┌────────
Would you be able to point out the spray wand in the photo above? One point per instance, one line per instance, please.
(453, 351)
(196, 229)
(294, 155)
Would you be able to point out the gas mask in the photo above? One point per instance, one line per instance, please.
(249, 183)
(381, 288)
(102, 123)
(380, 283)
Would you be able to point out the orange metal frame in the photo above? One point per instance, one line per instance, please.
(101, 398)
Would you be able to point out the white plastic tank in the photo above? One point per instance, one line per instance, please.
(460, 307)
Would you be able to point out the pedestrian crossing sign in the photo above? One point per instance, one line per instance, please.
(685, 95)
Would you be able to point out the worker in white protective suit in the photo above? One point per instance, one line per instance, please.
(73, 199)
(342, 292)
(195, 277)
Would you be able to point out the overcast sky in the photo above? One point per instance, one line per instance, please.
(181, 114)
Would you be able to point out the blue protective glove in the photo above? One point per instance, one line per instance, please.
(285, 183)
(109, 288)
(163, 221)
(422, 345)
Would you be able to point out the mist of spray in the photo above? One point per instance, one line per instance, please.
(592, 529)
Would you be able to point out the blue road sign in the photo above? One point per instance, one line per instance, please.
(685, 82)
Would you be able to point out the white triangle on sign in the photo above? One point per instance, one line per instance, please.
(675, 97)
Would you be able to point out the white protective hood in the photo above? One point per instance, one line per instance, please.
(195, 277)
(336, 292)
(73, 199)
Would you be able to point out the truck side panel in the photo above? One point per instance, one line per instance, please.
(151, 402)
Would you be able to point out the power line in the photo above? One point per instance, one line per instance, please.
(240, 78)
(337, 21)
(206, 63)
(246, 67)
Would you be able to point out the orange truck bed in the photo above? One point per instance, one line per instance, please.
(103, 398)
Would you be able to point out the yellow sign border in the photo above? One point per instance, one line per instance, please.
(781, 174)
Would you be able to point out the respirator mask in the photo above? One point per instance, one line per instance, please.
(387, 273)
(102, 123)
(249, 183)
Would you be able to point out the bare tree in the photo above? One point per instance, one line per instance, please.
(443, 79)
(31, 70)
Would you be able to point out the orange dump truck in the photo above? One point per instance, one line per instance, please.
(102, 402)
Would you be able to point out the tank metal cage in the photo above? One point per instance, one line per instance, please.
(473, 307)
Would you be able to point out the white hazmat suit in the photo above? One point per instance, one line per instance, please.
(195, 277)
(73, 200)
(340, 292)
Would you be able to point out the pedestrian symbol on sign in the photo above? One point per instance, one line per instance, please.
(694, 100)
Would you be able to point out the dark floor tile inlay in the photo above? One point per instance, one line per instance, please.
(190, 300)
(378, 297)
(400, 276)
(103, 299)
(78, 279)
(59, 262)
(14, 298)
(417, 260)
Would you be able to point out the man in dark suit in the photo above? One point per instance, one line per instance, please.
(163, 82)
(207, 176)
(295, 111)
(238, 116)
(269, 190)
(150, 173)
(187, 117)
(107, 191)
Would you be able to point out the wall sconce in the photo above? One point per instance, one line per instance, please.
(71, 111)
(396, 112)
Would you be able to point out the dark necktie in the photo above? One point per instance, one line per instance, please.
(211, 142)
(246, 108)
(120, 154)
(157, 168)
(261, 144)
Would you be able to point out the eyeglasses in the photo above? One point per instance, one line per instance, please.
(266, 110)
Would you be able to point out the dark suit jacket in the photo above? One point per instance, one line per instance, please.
└────────
> [REQUIRED WORK]: In your answer, repeat each line of the material word for word.

> [EXERCISE RESPONSE]:
Would you be able to point out the spray wand in the photo above? One point per instance, one line per instance, please.
(453, 351)
(196, 229)
(294, 155)
Would you be able to point out the gas mask in the photo above? One point per instance, one line per instance, please.
(249, 183)
(381, 288)
(102, 123)
(380, 283)
Would you be able to point out the orange metal frame in the photo above? One point per instance, one line per instance, please.
(101, 398)
Would you be able to point out the white plastic tank in the photo above? One point per instance, one line per instance, please.
(460, 307)
Would you be able to point out the pedestrian crossing sign in the photo above? One point per instance, one line per instance, please.
(685, 95)
Would you be able to point out the worker in white protective suit in the photo above? One point per instance, one line per instance, please.
(73, 199)
(342, 292)
(195, 277)
Would you be able to point out the overcast sky in the photo above? One point per instance, one line per instance, please.
(181, 114)
Would you be able to point out the blue protective glove in the photo above? One point per instance, one line per instance, please.
(285, 183)
(109, 288)
(163, 221)
(422, 345)
Would you be able to point out the mist of spray in the photo above? One point per instance, one line per instance, please.
(592, 529)
Would you be able to point out the blue road sign in the photo above? One point per instance, one line per instance, please.
(685, 82)
Would you be able to point out the white triangle on sign in the photo above? One point per instance, one line per instance, please.
(675, 97)
Would you be able to point out the white protective hood in the photo above? One point per instance, one line per instance, please.
(195, 277)
(336, 292)
(73, 199)
Would you be able to point out the truck side panel in the photo above? One point per instance, one line per instance, please.
(151, 402)
Would you be able to point out the power line in the photo above? One point per instance, one line per instance, please.
(240, 78)
(337, 21)
(206, 63)
(246, 67)
Would you be able to point out the orange truck bed in the photo above? One point per instance, one line per instance, please.
(103, 398)
Would you be able to point out the yellow sign border in the photo above? One point per instance, one line per instance, please.
(781, 174)
Would you be able to point out the respirator mask in the photo above? One point per instance, one line per instance, please.
(387, 273)
(102, 123)
(249, 183)
Would you be able to point out the bare tree in the photo above? One point per instance, one line per instance, please.
(443, 79)
(31, 70)
Would you be able to point out the orange dump truck in the photo above? One point per instance, one line per instance, please.
(102, 402)
Would you be able to point out the tank metal cage in the photo above? One point per instance, one line per instance, please.
(473, 307)
Would you be able to point out the white hazmat suit in the photo above? One point per instance, one line per instance, please.
(195, 277)
(73, 200)
(340, 292)
Would you be able to point out the pedestrian symbol on sign in the photo above? One point per instance, one line per instance, please.
(694, 100)
Would you be able to point out the dark floor tile inlay in the photo above? One point per instance, one line per instance, please.
(190, 300)
(378, 297)
(400, 276)
(103, 299)
(78, 279)
(59, 262)
(14, 298)
(417, 260)
Would you be able to point out the man in dark suit in the photo above? One point per instance, one line per instance, please.
(163, 82)
(207, 176)
(295, 111)
(238, 116)
(269, 190)
(150, 173)
(187, 117)
(107, 191)
Would you be able to point out the wall sconce in the photo above? One point per instance, one line per instance, please.
(71, 111)
(396, 112)
Would you be able to point out the dark necktie in the photo above? One point per instance, one line per instance, please.
(211, 142)
(246, 108)
(120, 154)
(157, 168)
(261, 144)
Would you be able to point out the eyeglasses in the photo above? One point per instance, one line per instance, please.
(266, 110)
Would you be able to point out the dark suit jacket in the photo above? One point per instance, one line per instance, please.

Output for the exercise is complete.